+++ TEXT EXCERPT +++
Written for Luther College Chips on September 15, 1999
Yes, I know that the “The Sixth Sense” has been out in theatres for over five weeks now. Given its box office results, it’s safe to assume that most of you reading this have already seen it. This review is for those of you out there that missed the bandwagon.
Mood-wise, “The Sixth Sense” reminded me of a good episode of “The X-Files.” Sprinkle in some jump-out-of-your-seat shock scenes reminiscent of “Poltergeist” and flashes of “The Shining” and you have a movie that keeps you on a fairly constant edge. The director is very witty with his camera movements and uses them very effectively in several scenes to keep the tension intact.
Bruce Willis gives a fairly typical Bruce Willis performance. The show-stealer was really the boy in the film, Haley Joel Osment. It can be a liability to put a child in such a prominent role as you risk a storm of controversy akin to what happened with the recent “Star Wars” film. In this case the actor rises to the occasion, playing a role much like that of the little boy in “The Shining” (there it is again), although not going to the same extreme.
My only real problem with the “The Sixth Sense” is that there is a half-hour or so in the middle where it just seemed to amble along, not knowing quite where it wanted to go. The scenes in this stretch would probably be considered “Characterization” scenes, but they came across as padding to me. Don’t fear, however, as the tension kicked back into high gear.
+++
### DESCRIPTION OF THE TASK:
Set down the passage of the film review that begins with "Bruce Willis gives" and ends with "the same extreme.", copying it word for word. The rows that follow have no connection to the film review above.
+++ DATA SECTION +++
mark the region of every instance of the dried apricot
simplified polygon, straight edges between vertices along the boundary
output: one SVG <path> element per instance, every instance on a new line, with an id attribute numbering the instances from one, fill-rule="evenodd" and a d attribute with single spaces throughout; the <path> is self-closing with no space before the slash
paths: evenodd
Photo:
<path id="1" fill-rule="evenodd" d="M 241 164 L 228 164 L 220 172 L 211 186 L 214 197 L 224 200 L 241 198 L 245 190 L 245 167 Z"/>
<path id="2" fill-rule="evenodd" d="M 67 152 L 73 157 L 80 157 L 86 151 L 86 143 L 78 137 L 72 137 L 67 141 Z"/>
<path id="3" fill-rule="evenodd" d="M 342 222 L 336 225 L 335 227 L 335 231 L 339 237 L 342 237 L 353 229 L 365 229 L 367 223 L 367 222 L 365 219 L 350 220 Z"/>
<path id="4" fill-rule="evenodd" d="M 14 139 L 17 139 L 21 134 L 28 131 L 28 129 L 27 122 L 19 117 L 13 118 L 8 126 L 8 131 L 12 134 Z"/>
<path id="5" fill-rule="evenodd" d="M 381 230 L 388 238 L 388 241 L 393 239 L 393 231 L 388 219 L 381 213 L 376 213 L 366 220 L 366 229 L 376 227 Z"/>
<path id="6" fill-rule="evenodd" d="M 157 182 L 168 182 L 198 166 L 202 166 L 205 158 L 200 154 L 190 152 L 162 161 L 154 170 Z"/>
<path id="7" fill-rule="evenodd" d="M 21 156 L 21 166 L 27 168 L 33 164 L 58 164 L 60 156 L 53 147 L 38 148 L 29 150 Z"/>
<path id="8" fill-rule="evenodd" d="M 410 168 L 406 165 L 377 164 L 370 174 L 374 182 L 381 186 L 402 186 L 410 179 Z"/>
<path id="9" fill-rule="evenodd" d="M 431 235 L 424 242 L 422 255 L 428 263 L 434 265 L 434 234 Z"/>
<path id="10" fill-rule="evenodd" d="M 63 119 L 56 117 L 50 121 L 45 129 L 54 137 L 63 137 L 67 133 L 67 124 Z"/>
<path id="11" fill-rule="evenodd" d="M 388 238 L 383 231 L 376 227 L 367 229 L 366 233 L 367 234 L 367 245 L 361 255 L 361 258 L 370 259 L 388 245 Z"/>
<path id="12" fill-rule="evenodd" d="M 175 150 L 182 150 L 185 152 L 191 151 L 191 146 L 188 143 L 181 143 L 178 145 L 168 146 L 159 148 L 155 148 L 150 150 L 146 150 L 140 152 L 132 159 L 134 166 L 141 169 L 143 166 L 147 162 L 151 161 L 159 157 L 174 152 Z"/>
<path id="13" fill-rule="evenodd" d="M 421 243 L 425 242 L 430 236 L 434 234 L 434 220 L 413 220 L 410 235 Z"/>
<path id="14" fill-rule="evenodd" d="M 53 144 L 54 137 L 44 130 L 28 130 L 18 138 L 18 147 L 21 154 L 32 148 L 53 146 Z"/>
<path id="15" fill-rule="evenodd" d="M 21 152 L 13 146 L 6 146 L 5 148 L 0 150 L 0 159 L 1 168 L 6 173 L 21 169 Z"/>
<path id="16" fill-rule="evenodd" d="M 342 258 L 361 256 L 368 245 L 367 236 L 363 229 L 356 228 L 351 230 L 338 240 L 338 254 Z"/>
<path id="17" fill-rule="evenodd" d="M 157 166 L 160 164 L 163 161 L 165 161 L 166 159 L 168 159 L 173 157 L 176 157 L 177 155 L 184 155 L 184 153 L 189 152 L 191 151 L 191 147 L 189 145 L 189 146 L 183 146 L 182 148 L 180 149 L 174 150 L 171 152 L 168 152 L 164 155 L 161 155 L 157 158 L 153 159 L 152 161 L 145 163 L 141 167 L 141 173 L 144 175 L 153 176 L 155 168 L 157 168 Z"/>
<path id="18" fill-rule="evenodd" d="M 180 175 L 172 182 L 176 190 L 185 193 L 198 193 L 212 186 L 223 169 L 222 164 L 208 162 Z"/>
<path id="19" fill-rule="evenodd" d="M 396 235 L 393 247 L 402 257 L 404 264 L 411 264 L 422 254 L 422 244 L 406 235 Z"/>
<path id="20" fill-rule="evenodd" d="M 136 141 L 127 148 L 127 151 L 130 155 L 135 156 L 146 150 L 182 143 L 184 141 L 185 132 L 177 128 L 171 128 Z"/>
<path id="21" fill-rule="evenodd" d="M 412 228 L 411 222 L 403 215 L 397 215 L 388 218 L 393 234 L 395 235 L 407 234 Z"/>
+++
### THE ANSWER:
Bruce Willis gives a fairly typical Bruce Willis performance. The show-stealer was really the boy in the film, Haley Joel Osment. It can be a liability to put a child in such a prominent role as you risk a storm of controversy akin to what happened with the recent “Star Wars” film. In this case the actor rises to the occasion, playing a role much like that of the little boy in “The Shining” (there it is again), although not going to the same extreme.